▼

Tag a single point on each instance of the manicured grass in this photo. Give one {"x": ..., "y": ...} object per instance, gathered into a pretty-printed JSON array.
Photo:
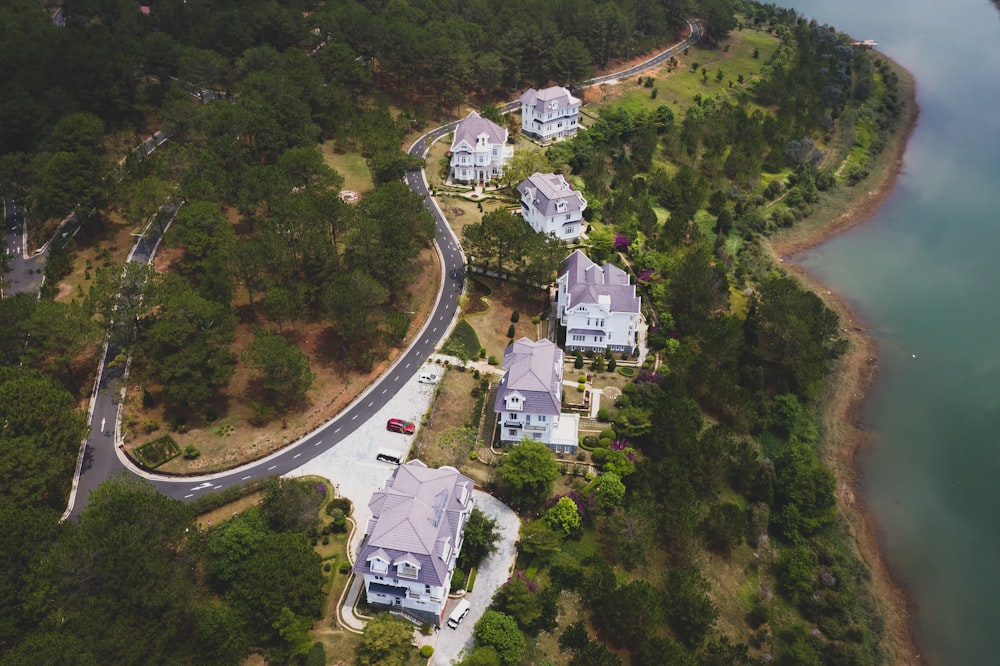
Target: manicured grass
[
  {"x": 463, "y": 342},
  {"x": 154, "y": 453}
]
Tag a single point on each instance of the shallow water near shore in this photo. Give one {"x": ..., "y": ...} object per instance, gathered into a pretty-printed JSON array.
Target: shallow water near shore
[{"x": 924, "y": 275}]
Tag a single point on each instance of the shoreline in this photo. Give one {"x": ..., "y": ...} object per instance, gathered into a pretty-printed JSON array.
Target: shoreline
[{"x": 848, "y": 385}]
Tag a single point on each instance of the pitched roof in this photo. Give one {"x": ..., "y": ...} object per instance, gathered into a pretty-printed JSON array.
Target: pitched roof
[
  {"x": 548, "y": 99},
  {"x": 417, "y": 512},
  {"x": 606, "y": 285},
  {"x": 545, "y": 190},
  {"x": 534, "y": 370},
  {"x": 473, "y": 126}
]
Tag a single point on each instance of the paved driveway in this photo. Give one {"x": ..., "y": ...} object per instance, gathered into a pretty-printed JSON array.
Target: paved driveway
[
  {"x": 351, "y": 464},
  {"x": 493, "y": 572}
]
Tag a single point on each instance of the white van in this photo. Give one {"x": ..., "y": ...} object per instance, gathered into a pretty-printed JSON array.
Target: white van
[{"x": 457, "y": 615}]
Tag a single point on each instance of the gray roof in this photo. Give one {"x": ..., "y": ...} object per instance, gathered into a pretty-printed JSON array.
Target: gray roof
[
  {"x": 473, "y": 126},
  {"x": 585, "y": 331},
  {"x": 548, "y": 99},
  {"x": 534, "y": 371},
  {"x": 545, "y": 190},
  {"x": 418, "y": 511},
  {"x": 606, "y": 285}
]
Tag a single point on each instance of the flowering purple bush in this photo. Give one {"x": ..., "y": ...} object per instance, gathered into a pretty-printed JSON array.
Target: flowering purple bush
[
  {"x": 647, "y": 376},
  {"x": 523, "y": 577},
  {"x": 585, "y": 505}
]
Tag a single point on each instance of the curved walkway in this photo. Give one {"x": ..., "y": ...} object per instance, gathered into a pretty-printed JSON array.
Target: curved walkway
[{"x": 101, "y": 455}]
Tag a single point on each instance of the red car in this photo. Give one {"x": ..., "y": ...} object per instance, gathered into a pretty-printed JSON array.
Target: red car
[{"x": 399, "y": 425}]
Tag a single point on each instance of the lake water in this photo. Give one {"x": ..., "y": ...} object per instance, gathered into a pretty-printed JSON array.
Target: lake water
[{"x": 924, "y": 274}]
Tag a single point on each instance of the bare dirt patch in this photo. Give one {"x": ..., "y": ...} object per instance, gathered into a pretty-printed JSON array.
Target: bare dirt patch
[
  {"x": 503, "y": 299},
  {"x": 235, "y": 436},
  {"x": 101, "y": 244}
]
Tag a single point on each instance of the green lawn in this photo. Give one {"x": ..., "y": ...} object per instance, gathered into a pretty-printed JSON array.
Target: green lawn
[{"x": 351, "y": 166}]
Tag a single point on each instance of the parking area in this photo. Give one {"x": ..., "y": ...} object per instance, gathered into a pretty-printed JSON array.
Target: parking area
[
  {"x": 351, "y": 465},
  {"x": 493, "y": 572}
]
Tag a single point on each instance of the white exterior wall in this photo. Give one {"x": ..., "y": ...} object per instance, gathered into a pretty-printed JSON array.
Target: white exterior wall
[
  {"x": 480, "y": 163},
  {"x": 553, "y": 224},
  {"x": 533, "y": 426},
  {"x": 557, "y": 124}
]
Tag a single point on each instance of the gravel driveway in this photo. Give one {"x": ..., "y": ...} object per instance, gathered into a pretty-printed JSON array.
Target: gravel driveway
[
  {"x": 493, "y": 572},
  {"x": 351, "y": 464}
]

▲

Your copy of the data should match it exactly, except that pictures are left out.

Tag a single point on each instance of the manicured grass in this photo. Give one {"x": ..., "y": ...} object per instance, gathered into a pretty-printed JSON array.
Photo:
Target: manicured grass
[
  {"x": 463, "y": 342},
  {"x": 154, "y": 453}
]
Tag a single point on each instance of the shallow water near shore in this photo. Give one {"x": ..., "y": ...} object per instance, gathered into a pretty-printed JSON array.
Target: shallow water near shore
[{"x": 924, "y": 275}]
Tag a single point on each instance of the shoreline in this photo. Give one {"x": ..., "y": ...} object per instance, gathered into a pretty-printed JSON array.
Target: shoreline
[{"x": 848, "y": 385}]
Tag a single point on each instance of the pitched roof in this photo. Give one {"x": ..., "y": ...} object per instance, gathered into a pretty-printed JSON array.
Target: pitched roof
[
  {"x": 548, "y": 99},
  {"x": 417, "y": 512},
  {"x": 606, "y": 285},
  {"x": 545, "y": 190},
  {"x": 534, "y": 370},
  {"x": 473, "y": 126}
]
Tag a single point on each instance of the paved driveway in this photo. Give one {"x": ..., "y": ...} object per instance, gathered into a pretty-printed JSON array.
Target: paved driveway
[
  {"x": 351, "y": 464},
  {"x": 493, "y": 572}
]
Tag a single point on each instance of the white van in this photo. Give one {"x": ..., "y": ...} object per instance, gathered into a pretty-printed JSON array.
Target: white van
[{"x": 457, "y": 615}]
Tag a single point on each instance of the gray roof in this photo. Give one {"x": ..., "y": ...} object per instance, gathered into a pretty-printed JSON array.
Target: gray roof
[
  {"x": 473, "y": 126},
  {"x": 585, "y": 331},
  {"x": 548, "y": 99},
  {"x": 534, "y": 371},
  {"x": 545, "y": 190},
  {"x": 418, "y": 511},
  {"x": 606, "y": 285}
]
Tag a single point on each instance of the flowering purple bush in this photo. Give one {"x": ..., "y": ...} object per instance, gathered into a pretty-printed JSON array.
Target: flowering purple bush
[
  {"x": 647, "y": 376},
  {"x": 523, "y": 577},
  {"x": 585, "y": 505}
]
Tag a single point on each instance of the curved walkway in this photo. Give one {"x": ..., "y": ...} object per instance, gathered into a pretty-printed JSON array.
Target: curved walkway
[{"x": 101, "y": 455}]
Tag a single point on each instance of the red car in this photo. Give one {"x": ..., "y": ...} object per instance, gathered into a pretty-printed JSON array.
Target: red car
[{"x": 399, "y": 425}]
Tag a single point on each instance of the lake water in this photo. Give one {"x": ..., "y": ...} object per instance, gathered into a pretty-printed JSON array.
Target: lake water
[{"x": 924, "y": 274}]
Tag a single point on each instance of the bare dirt patch in this photo. Give one {"x": ..., "y": ...} object per instance, gathered into a pretty-printed JSON array.
Target: bare dirt patch
[
  {"x": 503, "y": 299},
  {"x": 235, "y": 436},
  {"x": 101, "y": 244}
]
Tag a single point on each instance of the green lawn in this photo. Give one {"x": ..., "y": ...} object per instance, gathered into a pretty-printed JSON array.
Target: green lawn
[{"x": 351, "y": 166}]
Tag a single point on each instance of the parking area in this photo. Give one {"x": ..., "y": ...} object per instance, gathered into a pretty-printed JSON array.
Target: parking area
[
  {"x": 351, "y": 465},
  {"x": 493, "y": 572}
]
Tag a single point on each instance of the white exterior wall in this photo. Give one {"x": ..., "y": ...} object per instance, gathered into a pretty-printed JSON array.
Target: white exterior wall
[
  {"x": 480, "y": 163},
  {"x": 553, "y": 224},
  {"x": 533, "y": 426},
  {"x": 557, "y": 124}
]
Tag a single point on each instance of the gravel driveway in this photo. Give one {"x": ..., "y": ...} object per instance, gathered into a pretty-printed JSON array.
Target: gravel driveway
[
  {"x": 493, "y": 572},
  {"x": 351, "y": 464}
]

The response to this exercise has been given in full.